Exercise instructions
Retype all of the material below, keeping every line exactly as it appears.

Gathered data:
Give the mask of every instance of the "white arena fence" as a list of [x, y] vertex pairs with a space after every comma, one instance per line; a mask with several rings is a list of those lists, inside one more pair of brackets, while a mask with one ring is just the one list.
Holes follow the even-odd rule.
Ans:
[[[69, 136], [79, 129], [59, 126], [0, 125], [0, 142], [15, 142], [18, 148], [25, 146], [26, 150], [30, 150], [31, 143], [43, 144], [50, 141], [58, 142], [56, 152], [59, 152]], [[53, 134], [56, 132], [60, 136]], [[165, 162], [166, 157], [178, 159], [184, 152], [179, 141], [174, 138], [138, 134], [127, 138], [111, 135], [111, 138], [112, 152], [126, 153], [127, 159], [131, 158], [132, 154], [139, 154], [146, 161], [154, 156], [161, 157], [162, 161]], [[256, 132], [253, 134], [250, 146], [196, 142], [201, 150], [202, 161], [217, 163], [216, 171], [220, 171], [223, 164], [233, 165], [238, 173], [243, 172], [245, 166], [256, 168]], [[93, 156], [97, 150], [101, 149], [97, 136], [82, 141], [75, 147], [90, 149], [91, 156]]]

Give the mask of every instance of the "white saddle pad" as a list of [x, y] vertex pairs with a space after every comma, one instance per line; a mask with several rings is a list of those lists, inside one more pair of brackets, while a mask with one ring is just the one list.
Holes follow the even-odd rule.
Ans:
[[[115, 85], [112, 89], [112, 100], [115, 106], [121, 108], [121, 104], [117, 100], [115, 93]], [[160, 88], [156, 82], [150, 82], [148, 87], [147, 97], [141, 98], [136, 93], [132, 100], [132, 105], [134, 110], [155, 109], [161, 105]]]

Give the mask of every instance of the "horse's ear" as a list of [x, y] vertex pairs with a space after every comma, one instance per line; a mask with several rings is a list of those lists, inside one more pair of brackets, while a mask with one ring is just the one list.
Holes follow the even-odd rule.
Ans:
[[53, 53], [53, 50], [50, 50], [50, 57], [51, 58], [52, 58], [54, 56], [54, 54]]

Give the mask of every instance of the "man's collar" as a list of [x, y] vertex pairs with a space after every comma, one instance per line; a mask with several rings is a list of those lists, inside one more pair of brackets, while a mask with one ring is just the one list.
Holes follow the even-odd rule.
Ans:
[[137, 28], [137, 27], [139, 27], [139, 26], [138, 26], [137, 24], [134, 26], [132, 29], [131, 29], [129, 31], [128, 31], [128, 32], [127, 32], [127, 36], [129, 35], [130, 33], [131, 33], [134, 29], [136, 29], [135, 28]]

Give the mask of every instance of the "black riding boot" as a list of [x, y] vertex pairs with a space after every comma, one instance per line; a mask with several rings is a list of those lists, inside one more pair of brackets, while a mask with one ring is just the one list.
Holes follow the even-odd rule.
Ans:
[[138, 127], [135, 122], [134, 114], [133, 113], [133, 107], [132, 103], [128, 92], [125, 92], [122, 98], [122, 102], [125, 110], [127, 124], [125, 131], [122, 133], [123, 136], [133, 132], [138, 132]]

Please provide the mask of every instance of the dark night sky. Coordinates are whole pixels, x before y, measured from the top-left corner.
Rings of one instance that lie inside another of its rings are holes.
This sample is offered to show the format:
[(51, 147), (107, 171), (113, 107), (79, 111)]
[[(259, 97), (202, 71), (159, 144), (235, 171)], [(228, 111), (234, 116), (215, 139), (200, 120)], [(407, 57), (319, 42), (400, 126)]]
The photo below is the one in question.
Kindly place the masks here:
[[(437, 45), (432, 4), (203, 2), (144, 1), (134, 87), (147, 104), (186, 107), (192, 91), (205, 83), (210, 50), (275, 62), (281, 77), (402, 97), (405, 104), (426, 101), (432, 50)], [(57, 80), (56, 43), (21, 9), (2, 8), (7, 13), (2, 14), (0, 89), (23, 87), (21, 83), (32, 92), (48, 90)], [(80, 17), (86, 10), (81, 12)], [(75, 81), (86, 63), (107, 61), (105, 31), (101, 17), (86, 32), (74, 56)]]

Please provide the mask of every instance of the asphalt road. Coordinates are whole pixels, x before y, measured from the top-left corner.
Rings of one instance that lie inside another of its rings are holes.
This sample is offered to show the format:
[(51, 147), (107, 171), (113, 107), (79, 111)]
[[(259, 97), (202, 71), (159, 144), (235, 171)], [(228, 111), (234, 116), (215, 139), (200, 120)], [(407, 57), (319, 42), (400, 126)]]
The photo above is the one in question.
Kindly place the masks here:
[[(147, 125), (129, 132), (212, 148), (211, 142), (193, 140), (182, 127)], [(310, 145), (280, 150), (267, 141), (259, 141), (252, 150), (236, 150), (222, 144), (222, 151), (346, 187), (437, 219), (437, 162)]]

Solution
Give the mask of every instance of the "white arena fence" as a list of [x, y] vertex pairs with a space after every comma, one instance per line; a mask with several rings is a list of those lists, inside one more pair of brackets, while a mask with one ring is just the one list.
Holes follow the even-odd rule.
Ans:
[[[69, 136], [79, 129], [59, 126], [0, 125], [0, 142], [15, 142], [18, 148], [25, 146], [26, 150], [30, 150], [31, 143], [43, 144], [50, 141], [58, 142], [56, 152], [59, 152]], [[53, 134], [56, 132], [60, 136]], [[165, 162], [166, 157], [178, 159], [184, 152], [179, 141], [174, 138], [138, 134], [127, 138], [111, 135], [111, 138], [112, 152], [126, 153], [127, 159], [131, 158], [132, 154], [139, 154], [146, 161], [154, 156], [161, 157], [162, 161]], [[256, 132], [253, 134], [250, 146], [196, 142], [201, 150], [202, 161], [217, 163], [216, 171], [220, 171], [223, 164], [233, 165], [238, 173], [243, 172], [245, 166], [256, 168]], [[93, 156], [97, 150], [101, 149], [97, 136], [82, 141], [75, 147], [90, 149], [91, 156]]]

Give the mask of every instance of the "white saddle pad" as a list of [x, y] vertex pairs with a space after every comma, one instance per line; a mask with several rings is a list of those lists, inside one more pair of brackets, while a mask with one ring is just the one list.
Holes follow the even-odd rule.
Ans:
[[[115, 85], [112, 89], [112, 100], [115, 106], [121, 108], [121, 104], [117, 100], [115, 93]], [[160, 88], [156, 82], [150, 82], [148, 87], [147, 97], [141, 98], [136, 93], [132, 100], [132, 105], [134, 110], [155, 109], [161, 105]]]

Give the mask of every instance of the "horse's ear" as a list of [x, y] vertex pairs with a space after every comma, one instance per line; a mask with several rings is a list of those lists, inside one more pair of brackets, while a mask with one ring is just the one list.
Holes follow the even-odd rule.
Ans:
[[53, 53], [53, 50], [50, 50], [50, 57], [51, 58], [52, 58], [54, 56], [54, 54]]

Give the mask of every instance of the "man's collar" as a list of [x, y] vertex pairs with a space after every comma, one instance per line; a mask with several rings is a list of those lists, inside one more pair of brackets, while a mask with one ring is just the one list.
Holes follow the even-odd rule.
Ans:
[[137, 28], [137, 27], [139, 27], [139, 26], [138, 26], [137, 24], [134, 26], [132, 29], [131, 29], [129, 31], [128, 31], [128, 32], [127, 32], [127, 36], [129, 35], [130, 33], [131, 33], [134, 29], [136, 29], [135, 28]]

Give the mask of every instance of the "black riding boot" as a list of [x, y] vertex pairs with a space after every comma, one instance per line; a mask with several rings is a list of those lists, inside one more pair of brackets, while a mask with one ring is just the one list.
Holes follow the even-odd rule.
Ans:
[[138, 127], [135, 122], [134, 114], [133, 113], [133, 107], [132, 103], [128, 92], [125, 92], [122, 98], [122, 102], [125, 110], [127, 124], [125, 131], [122, 133], [123, 136], [133, 132], [138, 132]]

Please provide the mask of every instance of the dark night sky. Coordinates are whole pixels, x before y, measured from the top-left corner.
Rings of one instance that lie inside another of its rings are holes.
This sample is offered to show the format:
[(51, 147), (107, 171), (113, 107), (79, 111)]
[[(259, 97), (202, 71), (159, 144), (235, 171)], [(228, 111), (234, 116), (215, 139), (200, 120)], [(407, 57), (319, 42), (400, 126)]]
The photo below is the one in question.
Kindly place the masks here:
[[(437, 45), (432, 4), (203, 2), (144, 1), (134, 87), (147, 104), (186, 107), (192, 91), (205, 83), (210, 50), (275, 62), (281, 77), (402, 97), (405, 104), (426, 101), (432, 50)], [(57, 80), (56, 43), (21, 9), (2, 8), (7, 13), (2, 14), (0, 89), (23, 87), (21, 83), (32, 92), (48, 90)], [(80, 17), (86, 10), (81, 12)], [(75, 81), (86, 63), (107, 61), (105, 31), (101, 17), (86, 32), (74, 56)]]

Please provide the mask of every instance of the asphalt road. Coordinates are whole pixels, x before y, measured from the top-left corner.
Rings of one instance that lie inside another of its rings are holes.
This sample is offered to show the format:
[(51, 147), (107, 171), (113, 107), (79, 111)]
[[(259, 97), (202, 71), (159, 144), (235, 171)], [(228, 111), (234, 116), (215, 139), (200, 120)], [(407, 57), (319, 42), (400, 126)]]
The photo above is the one in question.
Kindly place the masks here:
[[(147, 125), (129, 132), (212, 148), (211, 142), (193, 140), (182, 127)], [(310, 145), (280, 150), (267, 141), (259, 141), (252, 150), (236, 150), (222, 144), (222, 151), (346, 187), (437, 219), (437, 162)]]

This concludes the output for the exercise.